Copy every line below, adding 120 to both numbers in each answer coordinate pair. The sample coordinates within the wording of the lines stay unchanged.

----- Records for this exercise -----

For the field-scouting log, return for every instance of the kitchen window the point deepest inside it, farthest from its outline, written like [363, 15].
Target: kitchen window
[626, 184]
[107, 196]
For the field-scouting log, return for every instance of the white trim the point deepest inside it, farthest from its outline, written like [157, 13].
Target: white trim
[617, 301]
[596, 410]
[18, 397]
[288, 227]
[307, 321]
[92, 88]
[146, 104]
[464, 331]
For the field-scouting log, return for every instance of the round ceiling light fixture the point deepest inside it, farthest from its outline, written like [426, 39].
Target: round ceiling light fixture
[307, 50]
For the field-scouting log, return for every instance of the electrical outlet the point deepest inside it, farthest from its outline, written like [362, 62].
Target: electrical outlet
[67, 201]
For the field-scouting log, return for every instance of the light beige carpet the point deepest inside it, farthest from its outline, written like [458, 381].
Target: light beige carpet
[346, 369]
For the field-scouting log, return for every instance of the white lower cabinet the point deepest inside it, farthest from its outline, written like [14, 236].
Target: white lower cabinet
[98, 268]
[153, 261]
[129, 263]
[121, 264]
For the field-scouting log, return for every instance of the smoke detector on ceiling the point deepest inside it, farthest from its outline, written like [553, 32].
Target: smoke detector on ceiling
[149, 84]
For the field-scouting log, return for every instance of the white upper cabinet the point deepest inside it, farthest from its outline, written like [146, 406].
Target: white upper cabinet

-----

» Output for this task:
For the field-scouting log, return for every instance of the kitchen window the point deepest inside it, farthest from its outline, written like [363, 15].
Target: kitchen window
[746, 304]
[227, 316]
For the field-scouting log, return for every instance of the white trim the point deepest inside it, farthest from its outline, written like [157, 13].
Target: white trim
[737, 421]
[716, 530]
[138, 517]
[408, 347]
[427, 441]
[212, 208]
[266, 224]
[584, 451]
For the field-scouting log, return for every instance of the round ceiling light fixture the point deepest inside it, farthest from its outline, written like [426, 39].
Target: round ceiling light fixture
[427, 170]
For the field-scouting log, return for every instance of the electrical outlet the point deepest inside it, farthest from its outline, written like [362, 62].
Target: electrical outlet
[187, 321]
For the field-scouting log, return for every instance of the light beige carpet the point deepest inside it, farthest from its outline, written like [458, 381].
Target: light beige carpet
[466, 489]
For the field-scouting log, return for every instance of the white lower cabinet the point deepest inside it, farthest from its outline, written like [14, 236].
Target: white lower cabinet
[218, 388]
[273, 381]
[249, 383]
[241, 384]
For the field-scouting log, return for every instance of the smoke detector on ceiling the point deepest inside it, farthest from its outline, written like [553, 32].
Target: smoke detector on ceiling
[269, 204]
For the field-scouting log, return for every instance of the white upper cabinet the point deepest inside it, farthest from its outline, written like [146, 406].
Target: white upper cabinet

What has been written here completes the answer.